● Supplied material:
========================================================================
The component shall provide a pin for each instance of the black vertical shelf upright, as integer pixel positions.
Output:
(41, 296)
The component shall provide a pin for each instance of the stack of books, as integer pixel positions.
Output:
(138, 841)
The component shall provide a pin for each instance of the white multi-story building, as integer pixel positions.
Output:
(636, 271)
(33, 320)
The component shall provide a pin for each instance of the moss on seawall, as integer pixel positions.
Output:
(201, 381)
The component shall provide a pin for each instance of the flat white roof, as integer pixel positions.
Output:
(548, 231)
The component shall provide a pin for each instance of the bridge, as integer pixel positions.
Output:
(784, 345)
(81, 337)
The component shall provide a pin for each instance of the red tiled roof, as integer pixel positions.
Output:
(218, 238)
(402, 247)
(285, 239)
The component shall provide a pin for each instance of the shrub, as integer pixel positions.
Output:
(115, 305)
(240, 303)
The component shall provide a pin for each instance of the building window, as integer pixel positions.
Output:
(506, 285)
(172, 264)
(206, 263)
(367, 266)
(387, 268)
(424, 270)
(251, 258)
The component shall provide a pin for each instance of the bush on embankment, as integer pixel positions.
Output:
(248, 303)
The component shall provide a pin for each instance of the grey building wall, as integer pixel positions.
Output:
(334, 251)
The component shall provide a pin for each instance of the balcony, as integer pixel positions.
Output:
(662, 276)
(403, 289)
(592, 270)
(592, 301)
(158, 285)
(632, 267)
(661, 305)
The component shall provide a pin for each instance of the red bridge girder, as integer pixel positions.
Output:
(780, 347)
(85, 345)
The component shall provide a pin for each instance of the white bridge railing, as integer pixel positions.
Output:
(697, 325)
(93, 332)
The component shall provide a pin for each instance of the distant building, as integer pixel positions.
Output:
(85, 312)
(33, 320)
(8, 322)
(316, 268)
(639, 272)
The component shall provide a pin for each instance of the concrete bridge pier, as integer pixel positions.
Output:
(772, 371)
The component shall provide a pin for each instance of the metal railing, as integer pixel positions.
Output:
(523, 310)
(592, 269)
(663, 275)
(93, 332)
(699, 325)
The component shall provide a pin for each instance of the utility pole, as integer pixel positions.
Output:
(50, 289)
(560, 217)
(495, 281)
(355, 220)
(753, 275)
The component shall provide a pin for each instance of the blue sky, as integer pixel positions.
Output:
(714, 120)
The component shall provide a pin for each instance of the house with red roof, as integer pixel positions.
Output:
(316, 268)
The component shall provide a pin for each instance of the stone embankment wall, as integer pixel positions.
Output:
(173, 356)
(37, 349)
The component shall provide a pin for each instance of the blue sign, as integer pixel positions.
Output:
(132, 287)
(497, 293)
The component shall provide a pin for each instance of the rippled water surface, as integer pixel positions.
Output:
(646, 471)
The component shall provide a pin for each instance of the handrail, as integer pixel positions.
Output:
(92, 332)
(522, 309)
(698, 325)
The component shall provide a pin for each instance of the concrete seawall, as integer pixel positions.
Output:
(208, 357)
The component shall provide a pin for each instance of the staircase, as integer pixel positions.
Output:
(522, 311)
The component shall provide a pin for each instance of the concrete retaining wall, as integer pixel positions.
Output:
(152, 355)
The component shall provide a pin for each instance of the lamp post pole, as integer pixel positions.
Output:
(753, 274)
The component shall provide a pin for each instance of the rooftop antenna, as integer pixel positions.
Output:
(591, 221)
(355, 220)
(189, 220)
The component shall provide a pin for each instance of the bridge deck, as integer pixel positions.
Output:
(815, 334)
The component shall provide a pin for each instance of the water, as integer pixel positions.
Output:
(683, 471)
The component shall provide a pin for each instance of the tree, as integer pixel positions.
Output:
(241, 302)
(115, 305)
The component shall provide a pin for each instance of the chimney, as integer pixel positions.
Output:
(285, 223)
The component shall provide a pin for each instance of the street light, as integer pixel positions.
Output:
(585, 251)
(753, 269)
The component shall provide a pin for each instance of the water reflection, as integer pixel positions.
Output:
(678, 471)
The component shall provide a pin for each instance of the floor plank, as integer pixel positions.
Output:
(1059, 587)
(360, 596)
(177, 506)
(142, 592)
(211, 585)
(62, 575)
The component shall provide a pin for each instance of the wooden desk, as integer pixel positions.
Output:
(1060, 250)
========================================================================
● Work to complete:
Retype the lines beginning at the one containing "water, as integer pixel positions." and ending at the final line of the material, both included.

● Task output:
The component shall provide a pin for each instance of the water, as integer pixel positions.
Output:
(683, 471)
The component shall provide a pin for each instance of the tree, as integer pixel positions.
Output:
(241, 302)
(115, 305)
The component shall provide a pin for each instance of the chimney, as integer pixel positions.
Output:
(285, 223)
The component shall provide a pin for each instance of the street light, as integer pixel positions.
Output:
(585, 251)
(753, 269)
The component shall provide a pin for each instance of the water reflection, as integer pixel positions.
Output:
(678, 471)
The component shall provide a pin for each instance of the floor plank, as integer pixel positions.
Output:
(1059, 587)
(360, 596)
(177, 506)
(142, 592)
(211, 585)
(62, 575)
The component shall provide a pin for each instance of the wooden desk, as integer pixel positions.
Output:
(1060, 250)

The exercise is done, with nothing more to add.